● **Requirement**
Repeat everything from the start of the records down to the line containing "left=444, top=106, right=473, bottom=140", including that line. Leave the pictures out of your copy.

● **Image box annotation records**
***

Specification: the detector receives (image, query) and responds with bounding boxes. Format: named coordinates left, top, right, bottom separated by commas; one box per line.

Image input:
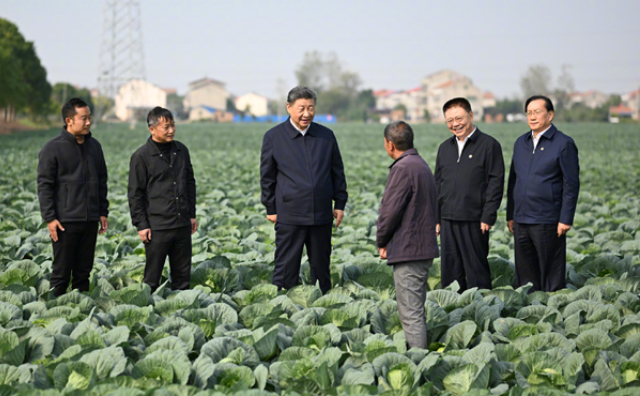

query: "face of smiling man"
left=287, top=99, right=316, bottom=131
left=444, top=106, right=473, bottom=140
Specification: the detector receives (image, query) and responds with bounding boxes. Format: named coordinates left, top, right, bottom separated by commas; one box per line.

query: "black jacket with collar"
left=435, top=129, right=504, bottom=225
left=128, top=137, right=196, bottom=231
left=37, top=126, right=109, bottom=223
left=260, top=119, right=348, bottom=225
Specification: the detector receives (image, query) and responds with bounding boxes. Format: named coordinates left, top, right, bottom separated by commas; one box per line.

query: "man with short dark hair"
left=128, top=107, right=198, bottom=291
left=376, top=121, right=438, bottom=349
left=435, top=98, right=504, bottom=292
left=260, top=87, right=348, bottom=293
left=507, top=95, right=580, bottom=293
left=38, top=98, right=109, bottom=297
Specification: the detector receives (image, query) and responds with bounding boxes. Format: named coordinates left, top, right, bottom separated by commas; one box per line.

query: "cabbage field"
left=0, top=124, right=640, bottom=396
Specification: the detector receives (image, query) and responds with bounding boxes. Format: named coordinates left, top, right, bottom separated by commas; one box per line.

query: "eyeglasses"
left=447, top=117, right=464, bottom=124
left=527, top=109, right=545, bottom=117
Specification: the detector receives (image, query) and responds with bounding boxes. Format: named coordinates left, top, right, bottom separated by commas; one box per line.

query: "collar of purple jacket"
left=389, top=149, right=420, bottom=169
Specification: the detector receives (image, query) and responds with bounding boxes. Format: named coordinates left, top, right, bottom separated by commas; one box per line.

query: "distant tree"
left=51, top=83, right=95, bottom=114
left=0, top=18, right=51, bottom=119
left=520, top=65, right=552, bottom=98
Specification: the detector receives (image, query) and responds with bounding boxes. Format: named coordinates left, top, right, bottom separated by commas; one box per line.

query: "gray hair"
left=287, top=85, right=318, bottom=104
left=384, top=121, right=413, bottom=151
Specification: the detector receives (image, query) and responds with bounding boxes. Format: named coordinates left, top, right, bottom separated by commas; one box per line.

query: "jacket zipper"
left=302, top=135, right=316, bottom=218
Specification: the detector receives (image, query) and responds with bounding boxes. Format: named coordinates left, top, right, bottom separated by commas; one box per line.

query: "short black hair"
left=384, top=121, right=413, bottom=151
left=524, top=95, right=555, bottom=113
left=442, top=98, right=471, bottom=113
left=62, top=98, right=89, bottom=125
left=147, top=106, right=173, bottom=126
left=287, top=86, right=318, bottom=104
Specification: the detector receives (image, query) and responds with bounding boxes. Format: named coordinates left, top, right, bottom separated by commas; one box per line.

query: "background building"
left=115, top=80, right=167, bottom=121
left=184, top=77, right=230, bottom=120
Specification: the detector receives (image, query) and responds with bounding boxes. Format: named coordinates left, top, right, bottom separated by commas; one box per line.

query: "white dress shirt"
left=456, top=127, right=478, bottom=161
left=531, top=125, right=551, bottom=153
left=289, top=118, right=309, bottom=136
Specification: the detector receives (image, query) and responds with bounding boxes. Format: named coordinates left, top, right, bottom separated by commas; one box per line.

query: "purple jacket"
left=376, top=149, right=440, bottom=264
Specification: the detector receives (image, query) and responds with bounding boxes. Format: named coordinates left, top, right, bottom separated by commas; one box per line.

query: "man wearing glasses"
left=435, top=98, right=504, bottom=292
left=128, top=107, right=198, bottom=291
left=507, top=95, right=580, bottom=293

***

● **Final answer**
Specification: the detector receives (image, query) and responds with bounding boxes. Format: named coordinates left, top, right, bottom separated by commas; one box per line.

Image input:

query: "face of smiling man"
left=287, top=99, right=316, bottom=131
left=444, top=106, right=473, bottom=140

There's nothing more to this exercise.